*WHAT THIS TASK INVOLVES*. Would you give the number of lines below in which the string "candle" appears? Nothing else is needed.

Stored data entries
========================================================================
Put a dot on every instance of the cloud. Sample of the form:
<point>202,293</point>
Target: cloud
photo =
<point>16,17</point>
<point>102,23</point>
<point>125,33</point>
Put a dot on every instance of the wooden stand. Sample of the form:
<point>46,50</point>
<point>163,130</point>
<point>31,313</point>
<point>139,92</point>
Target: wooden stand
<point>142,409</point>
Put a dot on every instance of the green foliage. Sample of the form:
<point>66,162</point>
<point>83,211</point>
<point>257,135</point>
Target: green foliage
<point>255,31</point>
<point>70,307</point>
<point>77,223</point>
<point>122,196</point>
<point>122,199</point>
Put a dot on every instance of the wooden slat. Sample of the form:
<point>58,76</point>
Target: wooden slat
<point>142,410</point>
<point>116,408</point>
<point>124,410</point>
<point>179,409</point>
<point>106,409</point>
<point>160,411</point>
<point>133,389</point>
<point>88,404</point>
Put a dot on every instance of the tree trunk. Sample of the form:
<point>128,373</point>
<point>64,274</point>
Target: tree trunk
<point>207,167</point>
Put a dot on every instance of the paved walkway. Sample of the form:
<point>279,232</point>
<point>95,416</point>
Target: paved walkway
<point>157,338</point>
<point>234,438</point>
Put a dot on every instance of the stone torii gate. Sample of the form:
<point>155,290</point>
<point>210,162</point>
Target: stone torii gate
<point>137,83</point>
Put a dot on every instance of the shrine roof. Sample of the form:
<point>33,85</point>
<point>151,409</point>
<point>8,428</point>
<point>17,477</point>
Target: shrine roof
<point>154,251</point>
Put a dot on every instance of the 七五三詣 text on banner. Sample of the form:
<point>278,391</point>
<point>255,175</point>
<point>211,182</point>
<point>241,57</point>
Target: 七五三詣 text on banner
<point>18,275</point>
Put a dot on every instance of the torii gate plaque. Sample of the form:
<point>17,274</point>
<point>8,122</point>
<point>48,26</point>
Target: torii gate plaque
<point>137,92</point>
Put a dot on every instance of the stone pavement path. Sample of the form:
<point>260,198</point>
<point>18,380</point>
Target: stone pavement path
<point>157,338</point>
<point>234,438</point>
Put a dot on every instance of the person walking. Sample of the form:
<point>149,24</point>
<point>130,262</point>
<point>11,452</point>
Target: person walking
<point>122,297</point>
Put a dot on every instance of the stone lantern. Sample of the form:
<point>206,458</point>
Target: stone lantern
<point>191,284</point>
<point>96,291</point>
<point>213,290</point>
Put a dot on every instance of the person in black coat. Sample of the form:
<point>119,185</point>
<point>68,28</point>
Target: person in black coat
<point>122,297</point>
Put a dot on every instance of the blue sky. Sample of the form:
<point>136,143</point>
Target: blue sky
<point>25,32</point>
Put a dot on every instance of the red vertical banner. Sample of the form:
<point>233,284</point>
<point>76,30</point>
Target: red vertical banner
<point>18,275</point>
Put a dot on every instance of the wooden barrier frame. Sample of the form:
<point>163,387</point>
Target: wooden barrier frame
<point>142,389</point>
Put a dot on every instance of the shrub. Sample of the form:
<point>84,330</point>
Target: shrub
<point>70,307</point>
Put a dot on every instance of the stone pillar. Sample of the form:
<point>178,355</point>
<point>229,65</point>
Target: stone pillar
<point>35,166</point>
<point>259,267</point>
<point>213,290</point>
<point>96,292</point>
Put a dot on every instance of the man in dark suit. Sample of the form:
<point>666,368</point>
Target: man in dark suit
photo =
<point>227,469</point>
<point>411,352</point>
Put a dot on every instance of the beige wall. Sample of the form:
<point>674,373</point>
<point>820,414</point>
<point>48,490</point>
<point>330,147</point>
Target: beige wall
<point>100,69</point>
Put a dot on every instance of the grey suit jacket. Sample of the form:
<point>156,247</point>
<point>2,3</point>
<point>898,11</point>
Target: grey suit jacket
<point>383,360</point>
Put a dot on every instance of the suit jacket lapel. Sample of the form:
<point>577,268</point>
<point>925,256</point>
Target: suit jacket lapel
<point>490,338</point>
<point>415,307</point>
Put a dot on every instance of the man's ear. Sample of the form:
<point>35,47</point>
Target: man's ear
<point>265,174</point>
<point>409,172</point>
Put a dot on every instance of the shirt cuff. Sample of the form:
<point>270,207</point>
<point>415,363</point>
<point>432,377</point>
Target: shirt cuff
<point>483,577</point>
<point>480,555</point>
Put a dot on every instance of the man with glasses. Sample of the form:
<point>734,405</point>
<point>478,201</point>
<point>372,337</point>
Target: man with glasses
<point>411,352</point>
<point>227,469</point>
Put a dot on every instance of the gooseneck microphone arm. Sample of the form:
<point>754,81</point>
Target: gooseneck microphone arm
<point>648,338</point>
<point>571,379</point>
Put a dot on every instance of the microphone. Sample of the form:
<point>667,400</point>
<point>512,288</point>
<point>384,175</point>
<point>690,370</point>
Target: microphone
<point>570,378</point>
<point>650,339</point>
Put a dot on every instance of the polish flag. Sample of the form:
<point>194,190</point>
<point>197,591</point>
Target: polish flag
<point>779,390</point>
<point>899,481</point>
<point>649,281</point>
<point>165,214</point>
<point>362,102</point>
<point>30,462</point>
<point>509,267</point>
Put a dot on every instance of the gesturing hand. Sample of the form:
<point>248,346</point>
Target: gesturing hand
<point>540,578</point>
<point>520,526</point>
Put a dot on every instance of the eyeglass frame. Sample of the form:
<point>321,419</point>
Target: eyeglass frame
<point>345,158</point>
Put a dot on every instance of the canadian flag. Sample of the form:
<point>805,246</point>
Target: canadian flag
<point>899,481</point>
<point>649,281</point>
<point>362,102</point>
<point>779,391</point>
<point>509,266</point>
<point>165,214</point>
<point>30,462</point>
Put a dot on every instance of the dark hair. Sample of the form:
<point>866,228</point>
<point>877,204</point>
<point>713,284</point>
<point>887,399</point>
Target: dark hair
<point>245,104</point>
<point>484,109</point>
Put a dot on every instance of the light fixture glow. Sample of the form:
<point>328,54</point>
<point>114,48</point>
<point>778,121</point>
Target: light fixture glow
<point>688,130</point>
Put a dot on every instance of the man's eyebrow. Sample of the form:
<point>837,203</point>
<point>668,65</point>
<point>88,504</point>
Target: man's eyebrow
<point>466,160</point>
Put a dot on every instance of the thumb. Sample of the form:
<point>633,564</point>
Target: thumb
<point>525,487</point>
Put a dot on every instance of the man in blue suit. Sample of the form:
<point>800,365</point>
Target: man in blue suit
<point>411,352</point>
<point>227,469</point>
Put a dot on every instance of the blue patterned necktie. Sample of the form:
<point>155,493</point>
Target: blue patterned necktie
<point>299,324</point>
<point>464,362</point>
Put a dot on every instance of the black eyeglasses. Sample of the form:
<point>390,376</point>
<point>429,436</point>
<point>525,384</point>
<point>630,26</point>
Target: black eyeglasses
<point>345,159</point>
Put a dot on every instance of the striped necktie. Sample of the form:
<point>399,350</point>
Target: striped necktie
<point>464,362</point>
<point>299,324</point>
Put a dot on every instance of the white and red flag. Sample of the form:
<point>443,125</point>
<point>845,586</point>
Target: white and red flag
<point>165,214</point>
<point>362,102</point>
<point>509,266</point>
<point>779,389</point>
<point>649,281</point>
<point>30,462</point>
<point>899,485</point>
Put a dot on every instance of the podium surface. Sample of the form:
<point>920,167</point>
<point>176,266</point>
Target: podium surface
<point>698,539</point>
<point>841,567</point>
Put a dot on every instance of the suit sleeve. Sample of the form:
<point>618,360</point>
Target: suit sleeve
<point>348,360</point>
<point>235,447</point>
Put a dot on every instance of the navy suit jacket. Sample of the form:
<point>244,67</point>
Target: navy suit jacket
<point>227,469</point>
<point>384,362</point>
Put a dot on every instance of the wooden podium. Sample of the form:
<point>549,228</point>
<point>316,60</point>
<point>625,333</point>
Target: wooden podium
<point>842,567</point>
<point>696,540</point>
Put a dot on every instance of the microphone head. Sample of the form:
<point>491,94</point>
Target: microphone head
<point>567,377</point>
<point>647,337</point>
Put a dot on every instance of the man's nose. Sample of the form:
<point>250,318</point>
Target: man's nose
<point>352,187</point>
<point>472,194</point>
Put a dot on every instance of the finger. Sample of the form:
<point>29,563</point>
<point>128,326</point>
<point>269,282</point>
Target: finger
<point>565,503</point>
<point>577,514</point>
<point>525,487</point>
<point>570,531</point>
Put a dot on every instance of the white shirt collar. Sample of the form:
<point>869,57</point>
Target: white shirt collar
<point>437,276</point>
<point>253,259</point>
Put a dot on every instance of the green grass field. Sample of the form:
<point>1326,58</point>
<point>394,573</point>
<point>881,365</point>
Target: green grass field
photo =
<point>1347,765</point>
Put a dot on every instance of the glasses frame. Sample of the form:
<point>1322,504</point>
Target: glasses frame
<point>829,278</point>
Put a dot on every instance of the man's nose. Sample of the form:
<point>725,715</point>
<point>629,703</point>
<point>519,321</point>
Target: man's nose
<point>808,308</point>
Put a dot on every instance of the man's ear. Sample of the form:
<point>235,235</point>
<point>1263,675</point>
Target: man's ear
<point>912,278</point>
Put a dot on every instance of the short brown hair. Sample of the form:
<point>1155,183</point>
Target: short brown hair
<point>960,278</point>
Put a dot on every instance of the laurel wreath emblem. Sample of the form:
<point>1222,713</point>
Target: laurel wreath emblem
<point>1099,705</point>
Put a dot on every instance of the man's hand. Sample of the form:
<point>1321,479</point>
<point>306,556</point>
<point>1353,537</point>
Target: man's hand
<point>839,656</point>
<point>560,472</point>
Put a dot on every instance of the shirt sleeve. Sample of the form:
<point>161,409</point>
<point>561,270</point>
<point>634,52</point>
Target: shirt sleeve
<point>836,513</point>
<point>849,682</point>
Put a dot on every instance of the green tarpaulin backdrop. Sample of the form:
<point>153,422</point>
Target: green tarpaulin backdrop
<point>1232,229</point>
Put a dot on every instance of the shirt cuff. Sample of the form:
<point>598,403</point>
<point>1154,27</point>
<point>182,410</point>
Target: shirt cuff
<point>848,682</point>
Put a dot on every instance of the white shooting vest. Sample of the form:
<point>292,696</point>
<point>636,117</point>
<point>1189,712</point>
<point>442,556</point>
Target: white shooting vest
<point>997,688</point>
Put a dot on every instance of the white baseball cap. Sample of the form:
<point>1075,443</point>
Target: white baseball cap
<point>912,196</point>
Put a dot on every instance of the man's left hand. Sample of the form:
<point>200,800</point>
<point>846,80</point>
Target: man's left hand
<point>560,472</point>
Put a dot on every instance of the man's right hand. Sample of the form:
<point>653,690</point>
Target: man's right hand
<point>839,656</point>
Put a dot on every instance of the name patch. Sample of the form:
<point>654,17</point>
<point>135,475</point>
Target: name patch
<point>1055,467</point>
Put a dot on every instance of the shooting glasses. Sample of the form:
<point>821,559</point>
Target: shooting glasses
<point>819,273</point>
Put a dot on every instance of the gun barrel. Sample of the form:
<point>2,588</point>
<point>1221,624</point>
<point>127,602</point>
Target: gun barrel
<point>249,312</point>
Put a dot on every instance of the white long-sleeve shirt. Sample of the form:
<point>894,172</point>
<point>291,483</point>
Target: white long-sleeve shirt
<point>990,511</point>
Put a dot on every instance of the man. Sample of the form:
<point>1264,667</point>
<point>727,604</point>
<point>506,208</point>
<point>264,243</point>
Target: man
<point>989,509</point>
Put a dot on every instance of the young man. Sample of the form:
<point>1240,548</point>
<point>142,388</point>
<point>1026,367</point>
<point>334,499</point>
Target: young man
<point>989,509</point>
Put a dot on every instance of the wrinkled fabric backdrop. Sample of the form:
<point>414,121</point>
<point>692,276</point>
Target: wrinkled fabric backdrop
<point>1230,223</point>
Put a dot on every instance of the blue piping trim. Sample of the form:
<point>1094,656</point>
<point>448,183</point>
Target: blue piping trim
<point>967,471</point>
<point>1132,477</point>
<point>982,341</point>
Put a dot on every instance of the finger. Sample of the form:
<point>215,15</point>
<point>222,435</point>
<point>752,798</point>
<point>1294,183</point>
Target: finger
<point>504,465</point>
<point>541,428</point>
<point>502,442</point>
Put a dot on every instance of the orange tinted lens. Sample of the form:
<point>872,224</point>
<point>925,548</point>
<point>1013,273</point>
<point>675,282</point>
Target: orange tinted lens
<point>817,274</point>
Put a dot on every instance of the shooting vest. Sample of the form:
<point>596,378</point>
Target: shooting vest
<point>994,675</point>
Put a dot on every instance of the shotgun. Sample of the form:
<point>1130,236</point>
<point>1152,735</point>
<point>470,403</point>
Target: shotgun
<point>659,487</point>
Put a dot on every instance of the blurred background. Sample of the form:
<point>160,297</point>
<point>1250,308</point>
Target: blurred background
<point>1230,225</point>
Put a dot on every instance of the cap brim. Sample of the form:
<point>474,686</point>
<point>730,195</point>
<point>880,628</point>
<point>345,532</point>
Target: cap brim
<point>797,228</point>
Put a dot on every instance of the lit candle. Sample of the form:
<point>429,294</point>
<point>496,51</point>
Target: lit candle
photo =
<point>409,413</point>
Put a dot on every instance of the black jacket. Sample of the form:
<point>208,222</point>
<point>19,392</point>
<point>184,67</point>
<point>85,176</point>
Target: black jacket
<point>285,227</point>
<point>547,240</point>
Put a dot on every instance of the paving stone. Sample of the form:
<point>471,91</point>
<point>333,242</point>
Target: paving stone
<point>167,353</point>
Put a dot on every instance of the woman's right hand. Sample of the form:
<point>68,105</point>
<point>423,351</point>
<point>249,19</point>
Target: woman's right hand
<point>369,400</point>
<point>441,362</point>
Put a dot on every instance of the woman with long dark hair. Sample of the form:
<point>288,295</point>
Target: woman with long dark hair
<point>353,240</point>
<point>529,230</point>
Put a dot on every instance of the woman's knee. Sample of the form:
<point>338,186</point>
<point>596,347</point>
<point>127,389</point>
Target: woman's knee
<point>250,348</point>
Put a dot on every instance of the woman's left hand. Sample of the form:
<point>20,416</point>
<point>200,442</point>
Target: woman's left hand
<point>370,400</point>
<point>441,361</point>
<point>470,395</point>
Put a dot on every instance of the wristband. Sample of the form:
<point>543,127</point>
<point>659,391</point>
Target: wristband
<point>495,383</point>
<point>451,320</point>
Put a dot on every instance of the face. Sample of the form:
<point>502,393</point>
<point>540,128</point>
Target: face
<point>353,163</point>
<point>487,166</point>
========================================================================
*RESPONSE*. 2